[[ Information open ]]

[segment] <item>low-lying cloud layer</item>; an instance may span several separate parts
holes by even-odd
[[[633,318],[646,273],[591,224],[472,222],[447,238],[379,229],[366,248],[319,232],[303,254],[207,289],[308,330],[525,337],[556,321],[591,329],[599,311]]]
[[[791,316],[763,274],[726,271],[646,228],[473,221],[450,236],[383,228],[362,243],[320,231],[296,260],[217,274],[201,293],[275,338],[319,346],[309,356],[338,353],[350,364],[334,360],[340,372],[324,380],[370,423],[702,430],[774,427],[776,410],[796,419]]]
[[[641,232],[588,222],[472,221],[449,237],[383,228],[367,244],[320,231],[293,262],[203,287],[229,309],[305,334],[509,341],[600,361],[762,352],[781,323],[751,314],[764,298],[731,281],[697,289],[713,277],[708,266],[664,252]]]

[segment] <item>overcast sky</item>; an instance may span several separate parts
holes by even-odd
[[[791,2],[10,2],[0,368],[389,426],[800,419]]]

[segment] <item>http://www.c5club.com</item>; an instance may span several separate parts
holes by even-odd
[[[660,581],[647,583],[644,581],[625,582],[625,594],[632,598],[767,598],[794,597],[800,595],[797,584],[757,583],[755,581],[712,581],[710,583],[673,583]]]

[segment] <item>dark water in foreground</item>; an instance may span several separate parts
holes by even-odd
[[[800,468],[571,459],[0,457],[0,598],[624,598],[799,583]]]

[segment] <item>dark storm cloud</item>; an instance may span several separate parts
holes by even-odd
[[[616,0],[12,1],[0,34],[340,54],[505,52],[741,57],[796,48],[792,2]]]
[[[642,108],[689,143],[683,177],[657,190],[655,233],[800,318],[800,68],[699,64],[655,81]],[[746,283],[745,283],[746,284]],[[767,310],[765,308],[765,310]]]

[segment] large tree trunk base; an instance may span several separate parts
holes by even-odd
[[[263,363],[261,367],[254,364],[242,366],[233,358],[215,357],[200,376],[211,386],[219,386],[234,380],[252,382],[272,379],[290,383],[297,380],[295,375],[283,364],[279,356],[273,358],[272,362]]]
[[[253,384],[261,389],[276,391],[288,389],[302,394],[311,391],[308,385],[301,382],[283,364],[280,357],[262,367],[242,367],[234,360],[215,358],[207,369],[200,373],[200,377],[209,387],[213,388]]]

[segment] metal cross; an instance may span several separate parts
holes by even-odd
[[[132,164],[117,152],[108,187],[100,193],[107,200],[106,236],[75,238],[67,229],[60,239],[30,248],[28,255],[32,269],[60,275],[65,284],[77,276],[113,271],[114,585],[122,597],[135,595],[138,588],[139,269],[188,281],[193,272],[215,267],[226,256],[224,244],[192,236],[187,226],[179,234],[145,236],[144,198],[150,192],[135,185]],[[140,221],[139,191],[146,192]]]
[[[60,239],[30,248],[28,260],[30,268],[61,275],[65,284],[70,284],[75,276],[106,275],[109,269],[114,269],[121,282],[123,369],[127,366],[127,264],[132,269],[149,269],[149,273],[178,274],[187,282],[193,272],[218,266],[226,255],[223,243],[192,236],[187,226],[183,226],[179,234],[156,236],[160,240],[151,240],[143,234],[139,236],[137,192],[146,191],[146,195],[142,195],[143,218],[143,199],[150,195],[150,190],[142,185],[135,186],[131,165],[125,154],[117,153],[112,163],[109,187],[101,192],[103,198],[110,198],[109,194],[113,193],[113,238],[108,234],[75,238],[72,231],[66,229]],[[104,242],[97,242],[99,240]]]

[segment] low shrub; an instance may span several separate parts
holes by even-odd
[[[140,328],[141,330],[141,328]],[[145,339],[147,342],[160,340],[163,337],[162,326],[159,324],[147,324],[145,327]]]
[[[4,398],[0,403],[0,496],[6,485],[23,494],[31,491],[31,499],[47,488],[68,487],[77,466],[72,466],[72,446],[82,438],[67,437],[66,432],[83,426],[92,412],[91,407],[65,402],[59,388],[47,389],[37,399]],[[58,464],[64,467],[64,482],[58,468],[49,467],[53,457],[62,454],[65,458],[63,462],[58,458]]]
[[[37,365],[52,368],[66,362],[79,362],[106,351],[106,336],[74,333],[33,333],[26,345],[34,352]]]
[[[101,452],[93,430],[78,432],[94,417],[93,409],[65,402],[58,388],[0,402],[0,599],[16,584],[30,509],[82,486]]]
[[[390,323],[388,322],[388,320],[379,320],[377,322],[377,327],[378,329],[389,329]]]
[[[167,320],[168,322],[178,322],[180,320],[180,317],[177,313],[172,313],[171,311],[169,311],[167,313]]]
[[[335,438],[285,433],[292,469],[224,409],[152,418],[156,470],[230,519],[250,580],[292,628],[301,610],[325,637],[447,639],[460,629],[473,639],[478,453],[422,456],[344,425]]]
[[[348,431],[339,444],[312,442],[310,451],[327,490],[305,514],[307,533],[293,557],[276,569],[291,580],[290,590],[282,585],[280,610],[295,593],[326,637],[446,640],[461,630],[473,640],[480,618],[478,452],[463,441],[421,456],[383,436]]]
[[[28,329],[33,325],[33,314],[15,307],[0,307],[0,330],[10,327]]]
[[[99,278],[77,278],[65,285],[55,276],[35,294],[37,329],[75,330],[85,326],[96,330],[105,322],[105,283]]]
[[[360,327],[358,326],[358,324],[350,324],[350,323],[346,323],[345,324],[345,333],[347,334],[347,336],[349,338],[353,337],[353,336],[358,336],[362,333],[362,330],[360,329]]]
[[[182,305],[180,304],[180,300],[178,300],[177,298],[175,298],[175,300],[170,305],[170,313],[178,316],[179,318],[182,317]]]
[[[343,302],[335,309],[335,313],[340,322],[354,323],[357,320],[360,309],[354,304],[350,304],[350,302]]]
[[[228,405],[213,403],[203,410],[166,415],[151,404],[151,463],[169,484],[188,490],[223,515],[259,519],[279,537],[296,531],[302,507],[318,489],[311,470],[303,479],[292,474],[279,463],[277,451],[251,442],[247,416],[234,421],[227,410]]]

[[ Information closed ]]

• **Problem details**: Examine the records and pull out every line where the string "item" occurs.

• **Solution for this exercise**:
[segment] <item>low-lying cloud layer</item>; an instance may span several separate parts
[segment] <item>overcast sky</item>; an instance may span several separate parts
[segment] <item>http://www.c5club.com</item>; an instance may span several separate parts
[segment] <item>dark water in foreground</item>; an instance may span several separate parts
[segment] <item>dark storm cloud</item>; an instance may span several separate parts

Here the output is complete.